-- Given exercise --
Which lines in the entries below contain the word "kindly"? Pick those lines out and copy each one in full.
======== Data lines ========
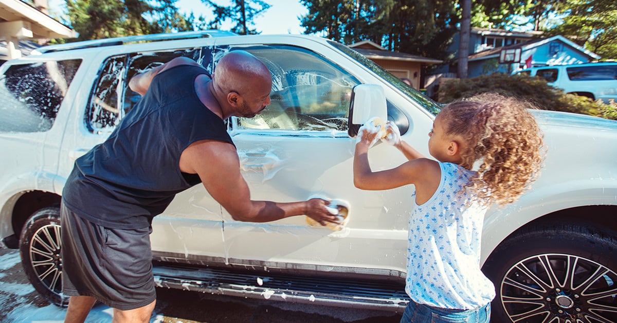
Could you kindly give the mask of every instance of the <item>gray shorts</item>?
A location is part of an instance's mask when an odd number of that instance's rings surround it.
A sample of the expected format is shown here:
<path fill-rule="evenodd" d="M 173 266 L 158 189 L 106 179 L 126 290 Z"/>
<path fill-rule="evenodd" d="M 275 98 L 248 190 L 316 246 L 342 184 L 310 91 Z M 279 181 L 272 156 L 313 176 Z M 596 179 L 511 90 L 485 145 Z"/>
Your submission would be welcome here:
<path fill-rule="evenodd" d="M 106 228 L 60 207 L 62 289 L 89 296 L 111 308 L 133 309 L 156 299 L 151 227 Z"/>

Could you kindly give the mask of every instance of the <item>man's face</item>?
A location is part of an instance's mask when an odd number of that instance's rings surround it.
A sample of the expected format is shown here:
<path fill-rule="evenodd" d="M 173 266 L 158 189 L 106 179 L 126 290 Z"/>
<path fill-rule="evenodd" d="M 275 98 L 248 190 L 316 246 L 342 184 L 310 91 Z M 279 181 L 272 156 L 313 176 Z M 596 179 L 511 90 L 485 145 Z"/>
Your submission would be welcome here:
<path fill-rule="evenodd" d="M 246 93 L 241 94 L 242 103 L 239 105 L 237 115 L 245 118 L 252 118 L 259 114 L 270 104 L 270 94 L 272 82 L 264 82 L 251 88 Z"/>
<path fill-rule="evenodd" d="M 270 104 L 270 91 L 267 94 L 253 100 L 250 100 L 250 96 L 247 96 L 246 99 L 247 99 L 242 100 L 238 114 L 241 117 L 252 118 L 259 114 L 268 104 Z"/>

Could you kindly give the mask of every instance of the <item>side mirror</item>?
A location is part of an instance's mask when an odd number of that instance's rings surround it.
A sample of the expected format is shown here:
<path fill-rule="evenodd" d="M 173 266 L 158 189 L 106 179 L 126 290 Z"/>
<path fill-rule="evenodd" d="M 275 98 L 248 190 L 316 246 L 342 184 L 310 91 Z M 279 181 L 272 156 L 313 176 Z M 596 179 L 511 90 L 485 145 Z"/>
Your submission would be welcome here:
<path fill-rule="evenodd" d="M 347 134 L 352 138 L 369 119 L 379 117 L 387 120 L 387 107 L 383 88 L 377 84 L 359 84 L 351 91 Z"/>

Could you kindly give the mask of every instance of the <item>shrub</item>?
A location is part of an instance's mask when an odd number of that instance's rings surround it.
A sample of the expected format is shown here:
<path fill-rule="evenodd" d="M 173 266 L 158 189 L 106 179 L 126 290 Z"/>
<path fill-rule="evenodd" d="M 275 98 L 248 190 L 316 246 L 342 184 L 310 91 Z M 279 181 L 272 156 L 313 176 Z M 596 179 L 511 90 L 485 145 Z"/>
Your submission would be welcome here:
<path fill-rule="evenodd" d="M 541 78 L 495 73 L 461 80 L 440 81 L 438 101 L 449 103 L 478 93 L 493 92 L 506 96 L 524 98 L 540 109 L 579 113 L 617 120 L 617 103 L 604 104 L 585 96 L 566 94 L 549 85 Z"/>

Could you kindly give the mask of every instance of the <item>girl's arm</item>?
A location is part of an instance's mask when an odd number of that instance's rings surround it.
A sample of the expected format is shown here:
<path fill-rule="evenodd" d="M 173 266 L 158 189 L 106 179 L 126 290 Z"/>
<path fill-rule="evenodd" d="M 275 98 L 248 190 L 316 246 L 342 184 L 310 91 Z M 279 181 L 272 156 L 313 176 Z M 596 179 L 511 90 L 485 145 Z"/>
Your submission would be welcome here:
<path fill-rule="evenodd" d="M 376 133 L 365 132 L 356 143 L 354 156 L 354 185 L 356 187 L 362 190 L 378 190 L 415 184 L 416 191 L 423 196 L 435 191 L 439 186 L 441 175 L 439 165 L 435 161 L 415 158 L 392 169 L 373 172 L 368 163 L 368 148 L 376 135 Z M 406 156 L 408 153 L 413 155 L 413 152 L 415 149 L 405 145 L 407 148 L 405 146 L 402 148 L 404 153 Z M 408 150 L 408 148 L 411 150 Z"/>
<path fill-rule="evenodd" d="M 394 147 L 400 151 L 401 153 L 405 155 L 405 157 L 407 160 L 411 161 L 413 159 L 417 159 L 418 158 L 424 158 L 424 156 L 421 154 L 419 151 L 415 149 L 413 147 L 412 147 L 410 145 L 401 140 L 399 142 L 398 145 L 395 144 Z"/>

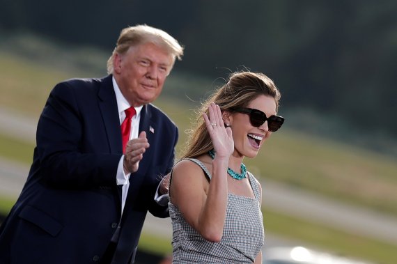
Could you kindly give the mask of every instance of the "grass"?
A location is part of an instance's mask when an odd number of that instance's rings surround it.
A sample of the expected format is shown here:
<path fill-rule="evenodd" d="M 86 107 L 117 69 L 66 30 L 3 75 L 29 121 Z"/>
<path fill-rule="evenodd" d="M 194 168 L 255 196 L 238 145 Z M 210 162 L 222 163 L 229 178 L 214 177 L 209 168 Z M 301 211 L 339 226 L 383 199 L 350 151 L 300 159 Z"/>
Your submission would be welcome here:
<path fill-rule="evenodd" d="M 81 71 L 81 67 L 73 67 L 73 64 L 59 67 L 61 61 L 66 63 L 63 60 L 57 60 L 55 64 L 40 58 L 32 60 L 29 56 L 8 52 L 6 49 L 1 50 L 0 104 L 26 116 L 39 116 L 50 89 L 57 82 L 75 77 L 104 75 L 100 71 Z M 71 56 L 73 55 L 66 56 Z M 98 56 L 104 57 L 102 54 Z M 63 54 L 61 57 L 65 56 Z M 103 63 L 104 67 L 105 62 Z M 202 81 L 178 77 L 175 73 L 169 81 L 169 85 L 178 85 L 180 89 L 182 87 L 194 89 L 203 86 L 208 89 L 210 86 L 210 84 L 205 85 Z M 164 94 L 155 104 L 163 109 L 178 125 L 180 139 L 177 150 L 180 153 L 186 140 L 184 132 L 189 128 L 191 110 L 197 102 L 176 100 L 173 95 L 175 93 L 174 90 L 167 95 L 164 88 Z M 204 95 L 205 92 L 200 93 Z M 22 142 L 12 135 L 0 134 L 0 156 L 28 165 L 31 162 L 33 143 Z M 244 160 L 247 168 L 258 178 L 283 182 L 343 203 L 397 215 L 397 162 L 394 156 L 305 134 L 289 127 L 288 122 L 280 132 L 272 134 L 263 148 L 256 159 Z M 13 203 L 13 199 L 0 197 L 0 212 L 8 212 Z M 270 211 L 265 211 L 264 215 L 266 231 L 270 233 L 307 241 L 318 247 L 383 264 L 394 263 L 392 256 L 397 251 L 395 246 Z M 163 241 L 152 234 L 143 235 L 140 246 L 146 251 L 171 252 L 170 241 Z"/>
<path fill-rule="evenodd" d="M 391 245 L 368 238 L 352 235 L 313 222 L 303 221 L 283 214 L 263 210 L 266 234 L 293 237 L 304 241 L 311 248 L 348 258 L 367 260 L 382 264 L 394 264 L 397 245 Z M 144 233 L 139 247 L 159 256 L 172 252 L 171 241 Z"/>
<path fill-rule="evenodd" d="M 34 145 L 21 141 L 0 133 L 0 156 L 29 164 L 32 161 Z"/>

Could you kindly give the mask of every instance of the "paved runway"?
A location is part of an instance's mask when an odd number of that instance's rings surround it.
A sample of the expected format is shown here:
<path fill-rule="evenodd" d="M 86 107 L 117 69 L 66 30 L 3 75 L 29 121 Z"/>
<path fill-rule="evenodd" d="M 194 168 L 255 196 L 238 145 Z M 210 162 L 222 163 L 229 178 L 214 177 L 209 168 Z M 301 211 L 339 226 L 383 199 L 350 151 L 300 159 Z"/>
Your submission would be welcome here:
<path fill-rule="evenodd" d="M 36 123 L 37 121 L 0 108 L 0 133 L 32 142 L 35 139 Z M 0 158 L 0 195 L 16 198 L 23 186 L 28 171 L 29 167 L 25 164 Z M 380 215 L 364 208 L 336 203 L 278 183 L 269 180 L 261 182 L 263 206 L 265 208 L 348 233 L 397 244 L 396 217 Z M 265 216 L 264 217 L 265 219 Z M 149 216 L 145 224 L 144 231 L 171 238 L 172 231 L 170 219 L 159 219 Z M 295 243 L 270 235 L 267 235 L 267 242 L 270 244 Z"/>

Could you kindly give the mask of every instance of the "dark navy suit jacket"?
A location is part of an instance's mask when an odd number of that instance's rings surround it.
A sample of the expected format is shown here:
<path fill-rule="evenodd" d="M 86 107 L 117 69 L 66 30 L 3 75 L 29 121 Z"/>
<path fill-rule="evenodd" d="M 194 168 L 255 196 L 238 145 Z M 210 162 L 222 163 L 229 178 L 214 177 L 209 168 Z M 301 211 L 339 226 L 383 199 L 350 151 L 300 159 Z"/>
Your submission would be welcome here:
<path fill-rule="evenodd" d="M 170 171 L 178 140 L 175 124 L 143 106 L 139 132 L 150 147 L 132 173 L 112 263 L 132 263 L 147 213 L 169 217 L 154 201 Z M 26 183 L 0 228 L 0 263 L 98 263 L 120 219 L 116 183 L 122 155 L 111 75 L 57 84 L 40 117 Z"/>

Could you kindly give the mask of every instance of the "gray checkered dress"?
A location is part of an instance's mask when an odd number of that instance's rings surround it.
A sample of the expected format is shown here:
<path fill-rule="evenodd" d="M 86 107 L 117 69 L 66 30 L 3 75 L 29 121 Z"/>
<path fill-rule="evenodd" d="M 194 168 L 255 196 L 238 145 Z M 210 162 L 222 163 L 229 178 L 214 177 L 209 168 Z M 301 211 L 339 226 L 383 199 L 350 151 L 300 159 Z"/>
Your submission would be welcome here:
<path fill-rule="evenodd" d="M 211 175 L 199 160 L 188 159 Z M 256 199 L 229 194 L 226 223 L 219 242 L 205 240 L 169 203 L 173 228 L 173 263 L 252 263 L 264 244 L 260 193 L 254 176 L 248 173 Z"/>

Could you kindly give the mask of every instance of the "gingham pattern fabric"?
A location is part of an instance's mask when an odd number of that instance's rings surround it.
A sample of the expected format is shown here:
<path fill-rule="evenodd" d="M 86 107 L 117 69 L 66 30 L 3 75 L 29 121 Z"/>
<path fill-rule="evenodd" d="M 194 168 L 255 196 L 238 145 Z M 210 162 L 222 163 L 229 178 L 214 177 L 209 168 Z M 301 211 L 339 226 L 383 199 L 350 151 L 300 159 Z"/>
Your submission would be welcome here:
<path fill-rule="evenodd" d="M 199 160 L 188 159 L 200 166 Z M 229 194 L 226 222 L 219 242 L 205 240 L 182 217 L 171 201 L 169 209 L 173 228 L 173 263 L 252 263 L 264 244 L 260 194 L 254 176 L 248 173 L 256 199 Z M 188 183 L 187 183 L 188 184 Z"/>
========
-- Written response --
Could you kindly give the mask of every instance of the <item>gray shorts</item>?
Could you kindly give the mask of every instance of the <item>man's face</item>?
Could you kindly give the mask of every instance of the <item>side mirror</item>?
Could you kindly give the mask of every instance of the <item>shrub</item>?
Could you kindly give the mask of every instance of the <item>girl's arm</item>?
Could you kindly give the mask of every instance of the "grass"?
Could you kindly give the mask of every instance of the "paved runway"?
Could you kindly give the mask of every instance of the "dark navy suit jacket"?
Could you kindly give the mask of every instance of the "gray checkered dress"?
Could you kindly give the mask of every instance of the "gingham pattern fabric"?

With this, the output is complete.